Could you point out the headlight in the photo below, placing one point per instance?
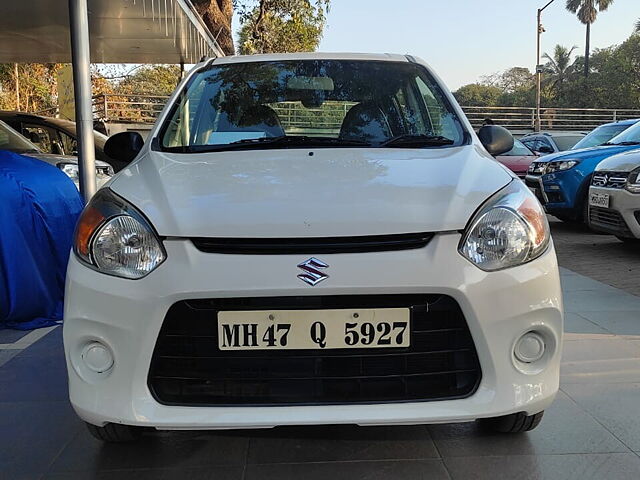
(112, 237)
(633, 182)
(560, 165)
(510, 229)
(537, 168)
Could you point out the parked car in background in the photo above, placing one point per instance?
(602, 134)
(398, 274)
(561, 181)
(614, 197)
(518, 158)
(14, 142)
(54, 135)
(544, 143)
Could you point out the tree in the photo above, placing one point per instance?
(217, 15)
(477, 95)
(587, 12)
(281, 25)
(559, 67)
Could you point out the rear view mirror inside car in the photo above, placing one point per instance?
(310, 83)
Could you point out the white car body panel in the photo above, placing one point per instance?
(298, 195)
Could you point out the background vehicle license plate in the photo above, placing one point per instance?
(313, 329)
(599, 199)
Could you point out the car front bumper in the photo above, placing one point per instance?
(622, 218)
(127, 315)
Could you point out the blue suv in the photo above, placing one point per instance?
(561, 180)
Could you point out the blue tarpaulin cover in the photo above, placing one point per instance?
(39, 207)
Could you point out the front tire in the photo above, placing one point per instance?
(515, 423)
(115, 433)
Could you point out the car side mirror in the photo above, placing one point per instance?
(545, 149)
(124, 146)
(496, 140)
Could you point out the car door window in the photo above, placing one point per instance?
(40, 136)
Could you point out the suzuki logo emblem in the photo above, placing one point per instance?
(312, 274)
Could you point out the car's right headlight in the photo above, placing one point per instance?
(510, 229)
(114, 238)
(633, 181)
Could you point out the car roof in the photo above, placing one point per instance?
(270, 57)
(631, 121)
(554, 134)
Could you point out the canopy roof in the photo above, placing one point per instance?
(121, 31)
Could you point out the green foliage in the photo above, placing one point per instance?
(36, 86)
(150, 80)
(272, 26)
(478, 95)
(614, 81)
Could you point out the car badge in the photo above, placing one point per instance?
(312, 274)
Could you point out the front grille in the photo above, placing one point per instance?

- - -

* [Description of the task]: The required output is the line containing "Could you point out the car's" through the last line of the records above, each copied exactly and nothing more.

* [Answer to this task]:
Could you point out the car's right headlight in the photo above, placing one point per instance?
(510, 229)
(114, 238)
(633, 181)
Could you point out the car roof in the photo above, placing one point per instance?
(270, 57)
(631, 121)
(554, 134)
Could you point out the canopy roof in the photo above, placing one point per instance?
(121, 31)
Could you point out the green foliage in the photo above, placing one point per instance?
(36, 86)
(150, 80)
(272, 26)
(478, 95)
(614, 81)
Could you point out the car badge in the photo above, placing one point per instance?
(312, 274)
Could you point out the front grille in the photo above, placing one point per instance?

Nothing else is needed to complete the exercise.